-- begin Document segment --

[Date Prev][Date Next][Thread Prev][Thread Next][Date Index][Thread Index]

[minion-cvs] Add list of introductory (heh) projects



Update of /home/minion/cvsroot/src/minion
In directory moria.mit.edu:/tmp/cvs-serv2109

Modified Files:
	HACKING 
Log Message:
Add list of introductory (heh) projects

Index: HACKING
===================================================================
RCS file: /home/minion/cvsroot/src/minion/HACKING,v
retrieving revision 1.14
retrieving revision 1.15
diff -u -d -r1.14 -r1.15
--- HACKING	8 Jan 2003 06:28:48 -0000	1.14
+++ HACKING	16 Jan 2003 05:57:01 -0000	1.15
@@ -1,4 +1,4 @@
-Hacking Mixminion                                  -*- Text -*-
+Hacking Mixminion
 
 Requirements:
         Python >= 2.0 (see PORTING NOTES below)
@@ -8,15 +8,191 @@
 
         A working /dev/urandom (see PORTING NOTES below)

-- end Document segment --
-- begin Entries supplied --

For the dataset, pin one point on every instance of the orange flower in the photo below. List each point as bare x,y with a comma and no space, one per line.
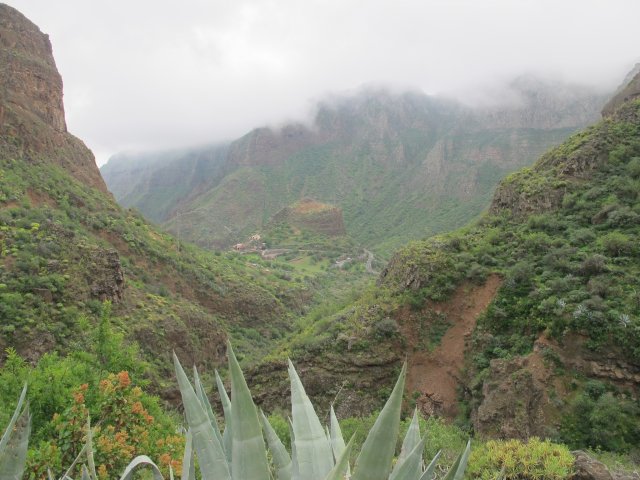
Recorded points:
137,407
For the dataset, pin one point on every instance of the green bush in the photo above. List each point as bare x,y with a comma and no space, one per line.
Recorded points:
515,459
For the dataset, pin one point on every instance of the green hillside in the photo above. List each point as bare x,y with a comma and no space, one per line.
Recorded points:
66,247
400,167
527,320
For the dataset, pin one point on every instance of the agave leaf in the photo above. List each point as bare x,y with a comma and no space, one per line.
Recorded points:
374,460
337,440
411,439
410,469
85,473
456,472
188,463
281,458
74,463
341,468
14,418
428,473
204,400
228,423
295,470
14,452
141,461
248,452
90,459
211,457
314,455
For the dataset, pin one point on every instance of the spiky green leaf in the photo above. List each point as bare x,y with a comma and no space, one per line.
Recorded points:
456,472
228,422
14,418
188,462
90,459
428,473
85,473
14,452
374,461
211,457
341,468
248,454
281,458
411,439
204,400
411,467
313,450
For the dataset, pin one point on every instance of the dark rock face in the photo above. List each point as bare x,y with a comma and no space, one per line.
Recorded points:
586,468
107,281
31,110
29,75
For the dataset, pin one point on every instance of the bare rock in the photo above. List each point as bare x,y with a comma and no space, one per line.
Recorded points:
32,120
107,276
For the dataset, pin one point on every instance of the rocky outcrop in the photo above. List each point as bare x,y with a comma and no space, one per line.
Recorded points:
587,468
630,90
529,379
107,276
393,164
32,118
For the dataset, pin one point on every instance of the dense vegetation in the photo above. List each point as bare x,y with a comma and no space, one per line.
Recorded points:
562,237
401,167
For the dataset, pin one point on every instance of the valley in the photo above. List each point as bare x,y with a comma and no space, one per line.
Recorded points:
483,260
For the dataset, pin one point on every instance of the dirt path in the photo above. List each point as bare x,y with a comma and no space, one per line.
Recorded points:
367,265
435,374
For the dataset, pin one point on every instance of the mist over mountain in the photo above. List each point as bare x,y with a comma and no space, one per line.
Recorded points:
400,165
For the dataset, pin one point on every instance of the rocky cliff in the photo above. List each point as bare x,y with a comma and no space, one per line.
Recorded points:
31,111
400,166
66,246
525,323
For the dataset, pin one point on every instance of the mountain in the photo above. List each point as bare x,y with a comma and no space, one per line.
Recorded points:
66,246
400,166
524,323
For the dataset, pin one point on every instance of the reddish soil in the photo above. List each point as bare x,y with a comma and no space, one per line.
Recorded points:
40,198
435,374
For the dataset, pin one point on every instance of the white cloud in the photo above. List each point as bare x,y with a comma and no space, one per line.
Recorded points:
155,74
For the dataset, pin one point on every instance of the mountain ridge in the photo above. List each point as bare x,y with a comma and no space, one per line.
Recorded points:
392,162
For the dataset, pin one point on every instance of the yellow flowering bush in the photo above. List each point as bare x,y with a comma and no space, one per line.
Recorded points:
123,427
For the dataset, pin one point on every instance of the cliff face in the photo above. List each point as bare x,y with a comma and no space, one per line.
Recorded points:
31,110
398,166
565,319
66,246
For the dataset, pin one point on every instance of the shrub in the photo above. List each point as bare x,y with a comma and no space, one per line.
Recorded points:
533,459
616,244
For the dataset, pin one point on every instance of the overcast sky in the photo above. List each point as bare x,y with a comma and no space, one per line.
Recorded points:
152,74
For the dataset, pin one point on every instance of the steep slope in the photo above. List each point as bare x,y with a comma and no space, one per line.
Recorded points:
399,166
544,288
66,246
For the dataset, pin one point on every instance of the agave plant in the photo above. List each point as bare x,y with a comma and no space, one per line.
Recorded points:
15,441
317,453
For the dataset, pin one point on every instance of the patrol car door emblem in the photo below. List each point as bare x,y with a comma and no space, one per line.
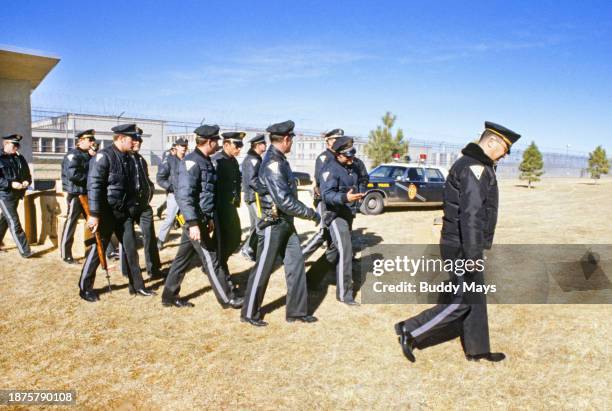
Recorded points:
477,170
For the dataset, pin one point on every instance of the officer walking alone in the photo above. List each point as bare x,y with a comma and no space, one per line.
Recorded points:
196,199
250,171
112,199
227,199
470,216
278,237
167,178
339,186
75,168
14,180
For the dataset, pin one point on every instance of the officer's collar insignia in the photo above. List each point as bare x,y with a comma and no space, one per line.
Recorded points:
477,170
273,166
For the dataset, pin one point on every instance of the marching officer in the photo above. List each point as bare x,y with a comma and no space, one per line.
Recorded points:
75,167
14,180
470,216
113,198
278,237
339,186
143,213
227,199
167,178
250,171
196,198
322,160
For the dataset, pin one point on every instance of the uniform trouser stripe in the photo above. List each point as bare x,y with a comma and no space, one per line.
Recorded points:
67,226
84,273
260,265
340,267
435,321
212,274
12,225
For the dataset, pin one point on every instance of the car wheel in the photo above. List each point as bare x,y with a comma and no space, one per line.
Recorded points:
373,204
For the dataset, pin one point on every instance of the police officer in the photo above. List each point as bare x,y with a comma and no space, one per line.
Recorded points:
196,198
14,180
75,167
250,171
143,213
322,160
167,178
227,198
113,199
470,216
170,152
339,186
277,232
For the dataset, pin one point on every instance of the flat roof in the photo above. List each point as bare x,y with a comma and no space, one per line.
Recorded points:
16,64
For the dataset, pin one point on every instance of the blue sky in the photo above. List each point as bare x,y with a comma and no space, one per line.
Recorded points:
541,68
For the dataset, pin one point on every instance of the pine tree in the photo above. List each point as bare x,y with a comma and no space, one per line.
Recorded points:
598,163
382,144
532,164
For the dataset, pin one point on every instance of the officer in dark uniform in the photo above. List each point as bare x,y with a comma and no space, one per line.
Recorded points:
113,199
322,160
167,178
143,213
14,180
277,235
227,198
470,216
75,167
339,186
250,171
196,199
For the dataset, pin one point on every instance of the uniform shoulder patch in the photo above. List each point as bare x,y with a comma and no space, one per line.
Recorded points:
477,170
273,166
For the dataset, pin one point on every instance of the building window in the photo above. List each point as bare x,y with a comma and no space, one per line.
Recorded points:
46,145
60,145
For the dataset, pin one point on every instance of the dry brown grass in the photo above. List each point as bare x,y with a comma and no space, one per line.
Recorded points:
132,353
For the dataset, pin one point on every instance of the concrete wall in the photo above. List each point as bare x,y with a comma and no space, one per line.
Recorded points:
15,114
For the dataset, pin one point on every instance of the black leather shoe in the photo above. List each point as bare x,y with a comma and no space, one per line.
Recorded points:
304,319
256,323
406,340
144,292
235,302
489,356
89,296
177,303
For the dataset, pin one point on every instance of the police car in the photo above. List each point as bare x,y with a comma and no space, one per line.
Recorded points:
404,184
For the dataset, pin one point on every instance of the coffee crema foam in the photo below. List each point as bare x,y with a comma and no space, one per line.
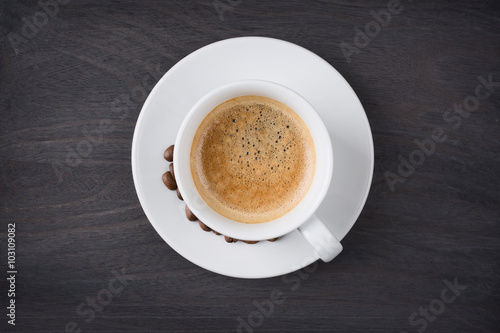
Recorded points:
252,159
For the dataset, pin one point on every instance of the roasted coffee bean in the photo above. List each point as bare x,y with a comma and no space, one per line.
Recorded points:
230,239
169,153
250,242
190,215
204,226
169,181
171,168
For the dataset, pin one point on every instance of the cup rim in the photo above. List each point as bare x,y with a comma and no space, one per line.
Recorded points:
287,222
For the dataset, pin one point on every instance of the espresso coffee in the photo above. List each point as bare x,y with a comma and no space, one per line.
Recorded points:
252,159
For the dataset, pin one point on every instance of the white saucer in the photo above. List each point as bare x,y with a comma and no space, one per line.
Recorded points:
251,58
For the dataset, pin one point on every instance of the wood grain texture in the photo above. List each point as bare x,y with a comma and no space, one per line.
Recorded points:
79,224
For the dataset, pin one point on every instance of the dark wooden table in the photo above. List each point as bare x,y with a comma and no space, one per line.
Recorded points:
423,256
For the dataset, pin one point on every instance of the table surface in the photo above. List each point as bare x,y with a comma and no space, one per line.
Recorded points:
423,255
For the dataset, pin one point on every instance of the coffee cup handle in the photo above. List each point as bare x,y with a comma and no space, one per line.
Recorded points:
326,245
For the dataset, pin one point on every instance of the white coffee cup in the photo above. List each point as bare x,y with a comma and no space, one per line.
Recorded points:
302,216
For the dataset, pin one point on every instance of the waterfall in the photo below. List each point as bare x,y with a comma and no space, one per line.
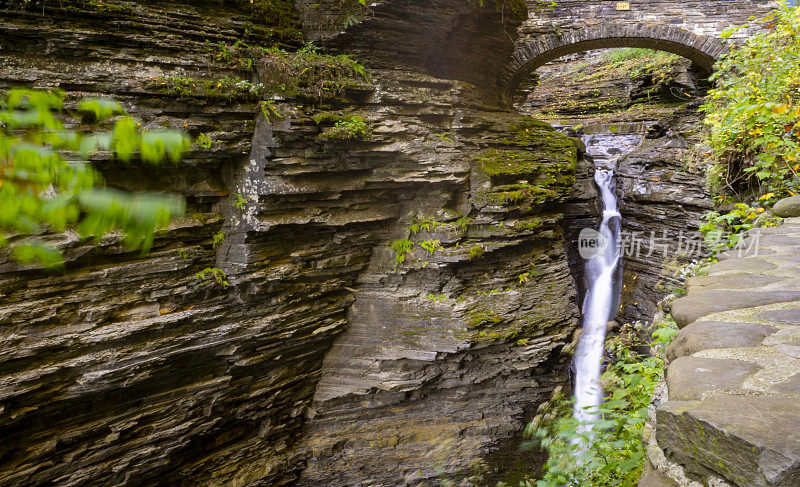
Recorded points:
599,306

-- end Entries supplied --

# Directives
**1.** List the navigation links shown in square brackets at the top of the Mixminion commit message.
**2.** Summarize the Mixminion commit message in two sentences.
**3.** Pick up the Mixminion commit message after its last line and keep writing.

# Written answers
**1.** Date Prev, Date Next, Thread Prev, Thread Next, Date Index, Thread Index

**2.** The HACKING file in the Mixminion source tree was updated from revision 1.14 to 1.15 with the log message "Add list of introductory (heh) projects." The diff shows the title line dropping its "-*- Text -*-" marker, and the requirements list Python 2.0 or later and a working /dev/urandom.

**3.**
 
-Things to hack:
-        See the TODO list.
+THINGS TO HACK:  (Good introductory projects that I won't get to myself for 
+  at least a version or two.)
+
+- We need a windows port!  (A client-only port would be a good start.)  Most
+  of the code is in Python, and what C we have is pretty standard, so I don't
+  anticipate too many problems.  Some known issues in the source are marked
+  with comments labeled WIN32.  Other areas of potential difficulty are:
+      - The build process.  (I don't know the first thing about how to build
+        Python modules under windows.  Python distutils should work, but I
+        don't know what compiler is appropriate.  Studying the Python
+        webpages may be useful.)
+      - Binaries and installer.  (We should provide two versions: one that
+        comes with a Python interpreter, and one that doesn't. They should
+        both be easy to generate.)
+      - The signal code may not be correct; Windows signals may work
+        differently in subtle ways.  [This is mostly a server issue, but the
+        client code uses SIGALRM to timeout dead connections.]
+      - The 'daemonize' code in ServerMain.py is almost certainly not
+        write on windows.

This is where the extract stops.